The Dramatic Theater of China’s Bull Market
China’s roaring bull market has become a stage where investment legends are both made and broken. While the broader indices climb toward 3900 points, creating fortunes for some, others watch their carefully constructed portfolios deteriorate against all odds. The contrast between soaring markets and sinking funds reveals crucial lessons about investment strategies, market timing, and the psychology of wealth preservation.
This market environment separates tactical traders from strategic investors, exposing both the opportunities and pitfalls of various approaches. As we examine several prominent cases, we uncover patterns that every investor should understand before committing capital in volatile conditions.
Top Performer Meets Sudden Reversal
Chen Xiaoqun, one of China’s most successful short-term traders, achieved nearly 1000% returns by August through aggressive positioning in momentum stocks. His approach involved identifying emerging trends and leveraging substantial capital to ride wave-like movements in small to mid-cap stocks.
His strategy unraveled dramatically with Shenghong Technology. After establishing a significant position on Friday, the stock declined for two consecutive sessions, forcing him to exit at a loss. Ironically, immediately after his exit, Shenghong Technology surged to new highs, demonstrating the cruel timing challenges active traders face.
Chen’s public reflection on social media captured the emotional toll: ‘Only I get hurt in the end.’ This episode illustrates how even sophisticated traders with exceptional track records can fall victim to market volatility and timing misfires.

Tasks and exercises:
a - From the bull market article, output the passage that opens with the words containing "This market environment" and closes with "in volatile conditions.", copying it word for word.
b - Does the bull market article agree with each statement below? Answer yes or no for each, and quote the deciding words from the article.
(i) Chen Xiaoqun achieved nearly 1000% returns by August.
(ii) Chen Xiaoqun held Shenghong Technology for five sessions before selling.
(iii) Shenghong Technology fell further after Chen Xiaoqun sold it.
c - According to the bull market article, what level are the broader indices climbing toward?

Material supplied:

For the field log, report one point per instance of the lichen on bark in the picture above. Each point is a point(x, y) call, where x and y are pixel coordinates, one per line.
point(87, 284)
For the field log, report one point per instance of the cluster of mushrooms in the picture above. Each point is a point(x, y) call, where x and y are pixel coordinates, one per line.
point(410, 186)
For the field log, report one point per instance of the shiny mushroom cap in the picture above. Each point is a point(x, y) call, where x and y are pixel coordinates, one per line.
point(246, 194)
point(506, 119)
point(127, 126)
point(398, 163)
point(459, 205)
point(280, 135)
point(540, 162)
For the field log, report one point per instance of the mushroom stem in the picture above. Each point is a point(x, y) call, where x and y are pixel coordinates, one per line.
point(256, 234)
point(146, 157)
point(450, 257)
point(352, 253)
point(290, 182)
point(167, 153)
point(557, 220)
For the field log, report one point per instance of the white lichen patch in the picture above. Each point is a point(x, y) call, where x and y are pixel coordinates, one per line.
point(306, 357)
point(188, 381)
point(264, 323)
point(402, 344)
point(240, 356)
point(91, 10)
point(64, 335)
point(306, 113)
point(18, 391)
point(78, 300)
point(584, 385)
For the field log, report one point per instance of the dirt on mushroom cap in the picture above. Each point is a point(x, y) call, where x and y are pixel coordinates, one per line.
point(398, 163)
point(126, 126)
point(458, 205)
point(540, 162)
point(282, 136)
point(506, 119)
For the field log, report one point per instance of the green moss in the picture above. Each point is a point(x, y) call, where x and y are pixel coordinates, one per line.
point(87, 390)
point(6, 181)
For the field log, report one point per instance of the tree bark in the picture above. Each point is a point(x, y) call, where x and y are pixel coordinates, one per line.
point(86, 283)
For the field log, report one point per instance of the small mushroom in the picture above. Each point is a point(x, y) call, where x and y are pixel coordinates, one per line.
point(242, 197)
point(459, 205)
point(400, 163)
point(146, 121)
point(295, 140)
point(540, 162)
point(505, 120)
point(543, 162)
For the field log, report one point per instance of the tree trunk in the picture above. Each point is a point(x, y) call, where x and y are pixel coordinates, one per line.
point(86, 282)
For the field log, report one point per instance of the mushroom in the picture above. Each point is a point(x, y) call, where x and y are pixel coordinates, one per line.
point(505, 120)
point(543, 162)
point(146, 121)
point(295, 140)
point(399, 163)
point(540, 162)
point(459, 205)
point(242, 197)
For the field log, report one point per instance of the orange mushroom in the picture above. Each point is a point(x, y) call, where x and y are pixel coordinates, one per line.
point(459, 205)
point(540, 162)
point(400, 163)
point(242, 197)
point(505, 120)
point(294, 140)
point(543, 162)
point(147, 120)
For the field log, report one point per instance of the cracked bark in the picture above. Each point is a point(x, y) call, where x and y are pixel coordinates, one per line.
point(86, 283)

Set of answers:
a -
This market environment separates tactical traders from strategic investors, exposing both the opportunities and pitfalls of various approaches. As we examine several prominent cases, we uncover patterns that every investor should understand before committing capital in volatile conditions.

b -
(i) Yes: "achieved nearly 1000% returns by August"
(ii) No: "the stock declined for two consecutive sessions, forcing him to exit at a loss"
(iii) No: "immediately after his exit, Shenghong Technology surged to new highs"

c - 3900 points.